**ACTIVITY**
Please output exactly the lines from the one containing "For every instance of the sky" through the last line of the records, both included.

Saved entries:
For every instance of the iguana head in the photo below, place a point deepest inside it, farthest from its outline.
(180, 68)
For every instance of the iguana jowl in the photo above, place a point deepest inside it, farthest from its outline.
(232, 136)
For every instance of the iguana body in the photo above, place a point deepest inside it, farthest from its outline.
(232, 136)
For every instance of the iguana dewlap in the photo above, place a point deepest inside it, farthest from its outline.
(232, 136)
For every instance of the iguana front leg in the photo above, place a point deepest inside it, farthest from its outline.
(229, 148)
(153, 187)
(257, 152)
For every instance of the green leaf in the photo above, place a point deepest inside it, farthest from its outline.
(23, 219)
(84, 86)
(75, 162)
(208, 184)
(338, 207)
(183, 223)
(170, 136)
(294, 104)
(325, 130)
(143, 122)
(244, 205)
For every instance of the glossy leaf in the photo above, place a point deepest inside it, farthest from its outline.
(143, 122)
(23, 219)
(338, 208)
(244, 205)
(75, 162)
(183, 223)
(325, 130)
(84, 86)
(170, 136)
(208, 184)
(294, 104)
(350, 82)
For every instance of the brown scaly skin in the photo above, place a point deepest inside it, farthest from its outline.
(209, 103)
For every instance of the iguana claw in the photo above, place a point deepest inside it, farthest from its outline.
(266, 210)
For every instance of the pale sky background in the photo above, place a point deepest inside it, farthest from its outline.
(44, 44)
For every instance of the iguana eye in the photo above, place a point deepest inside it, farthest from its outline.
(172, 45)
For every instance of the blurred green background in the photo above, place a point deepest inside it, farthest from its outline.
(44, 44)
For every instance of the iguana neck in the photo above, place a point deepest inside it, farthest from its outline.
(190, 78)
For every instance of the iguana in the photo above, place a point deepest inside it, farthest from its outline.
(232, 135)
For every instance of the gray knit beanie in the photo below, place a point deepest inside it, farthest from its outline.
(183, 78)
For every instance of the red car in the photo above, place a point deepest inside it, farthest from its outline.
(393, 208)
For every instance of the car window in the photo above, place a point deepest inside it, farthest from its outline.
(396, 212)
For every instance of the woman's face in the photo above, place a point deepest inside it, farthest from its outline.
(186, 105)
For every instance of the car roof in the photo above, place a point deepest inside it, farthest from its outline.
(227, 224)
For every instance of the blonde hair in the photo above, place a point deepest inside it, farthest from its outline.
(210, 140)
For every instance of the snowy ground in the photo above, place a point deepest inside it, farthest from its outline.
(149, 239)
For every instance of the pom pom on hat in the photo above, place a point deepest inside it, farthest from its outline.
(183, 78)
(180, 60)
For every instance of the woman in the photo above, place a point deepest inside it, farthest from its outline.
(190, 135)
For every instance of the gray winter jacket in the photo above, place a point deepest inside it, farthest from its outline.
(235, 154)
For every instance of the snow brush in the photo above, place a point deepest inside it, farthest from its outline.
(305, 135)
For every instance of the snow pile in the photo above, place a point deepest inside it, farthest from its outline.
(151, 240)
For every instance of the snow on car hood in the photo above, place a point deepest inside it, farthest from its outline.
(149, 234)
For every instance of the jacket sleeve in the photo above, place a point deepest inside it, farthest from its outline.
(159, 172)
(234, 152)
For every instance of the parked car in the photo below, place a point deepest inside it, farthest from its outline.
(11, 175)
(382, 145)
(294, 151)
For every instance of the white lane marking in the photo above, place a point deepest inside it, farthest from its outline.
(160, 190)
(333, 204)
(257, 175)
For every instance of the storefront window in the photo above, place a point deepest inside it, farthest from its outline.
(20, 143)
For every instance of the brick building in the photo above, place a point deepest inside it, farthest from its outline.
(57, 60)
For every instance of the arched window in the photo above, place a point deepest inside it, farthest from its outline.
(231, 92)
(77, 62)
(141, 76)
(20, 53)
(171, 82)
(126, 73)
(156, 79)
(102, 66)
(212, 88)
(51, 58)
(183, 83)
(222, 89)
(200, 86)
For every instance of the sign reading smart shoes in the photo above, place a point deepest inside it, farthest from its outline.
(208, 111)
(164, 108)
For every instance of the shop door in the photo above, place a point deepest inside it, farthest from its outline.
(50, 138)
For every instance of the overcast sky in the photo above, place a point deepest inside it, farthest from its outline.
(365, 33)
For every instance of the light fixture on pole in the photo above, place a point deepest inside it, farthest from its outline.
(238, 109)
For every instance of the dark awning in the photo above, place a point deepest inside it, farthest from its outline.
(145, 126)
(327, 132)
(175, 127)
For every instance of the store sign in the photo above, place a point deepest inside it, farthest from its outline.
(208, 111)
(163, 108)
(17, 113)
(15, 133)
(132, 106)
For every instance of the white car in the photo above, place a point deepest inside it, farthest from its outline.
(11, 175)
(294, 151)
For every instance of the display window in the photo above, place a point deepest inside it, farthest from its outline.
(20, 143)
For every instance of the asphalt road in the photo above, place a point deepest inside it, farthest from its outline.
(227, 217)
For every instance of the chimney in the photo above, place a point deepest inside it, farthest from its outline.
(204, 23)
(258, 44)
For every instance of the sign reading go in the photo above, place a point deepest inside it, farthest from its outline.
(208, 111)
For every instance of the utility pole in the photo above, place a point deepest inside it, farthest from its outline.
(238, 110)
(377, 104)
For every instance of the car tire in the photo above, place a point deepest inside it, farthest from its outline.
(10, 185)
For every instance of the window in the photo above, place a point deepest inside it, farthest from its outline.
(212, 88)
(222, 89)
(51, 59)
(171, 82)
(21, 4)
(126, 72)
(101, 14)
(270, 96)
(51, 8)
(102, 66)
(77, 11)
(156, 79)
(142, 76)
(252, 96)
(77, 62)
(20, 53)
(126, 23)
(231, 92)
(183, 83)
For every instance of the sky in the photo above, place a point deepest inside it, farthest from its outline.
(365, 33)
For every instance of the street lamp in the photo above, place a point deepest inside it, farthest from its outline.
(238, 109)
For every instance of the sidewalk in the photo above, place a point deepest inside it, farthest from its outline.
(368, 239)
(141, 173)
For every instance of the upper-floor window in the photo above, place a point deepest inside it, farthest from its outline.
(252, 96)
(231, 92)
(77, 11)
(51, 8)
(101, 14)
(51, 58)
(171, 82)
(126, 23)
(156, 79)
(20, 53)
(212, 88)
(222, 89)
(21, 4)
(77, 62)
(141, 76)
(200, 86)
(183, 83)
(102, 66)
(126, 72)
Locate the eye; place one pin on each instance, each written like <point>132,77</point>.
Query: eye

**SOLUTION**
For every instance of the sky in the photo above, place a point deepest inside it, farthest from its outline.
(365, 33)
For every instance of the street lamp in the photo above, place a point deepest inside it, farthest from its outline.
(238, 109)
For every instance of the sidewalk in the photo above, place a point deepest inside it, farthest from its outline.
(368, 239)
(141, 173)
For every instance of the upper-floor window in the photo above, place a point deepest inside it, farthest from its outline.
(252, 96)
(231, 92)
(77, 11)
(51, 8)
(101, 14)
(51, 58)
(171, 82)
(126, 23)
(156, 79)
(20, 53)
(212, 88)
(222, 89)
(21, 4)
(77, 62)
(141, 76)
(200, 86)
(183, 83)
(102, 66)
(126, 72)
Locate the eye; place one pin on each instance, each written like <point>132,77</point>.
Query: eye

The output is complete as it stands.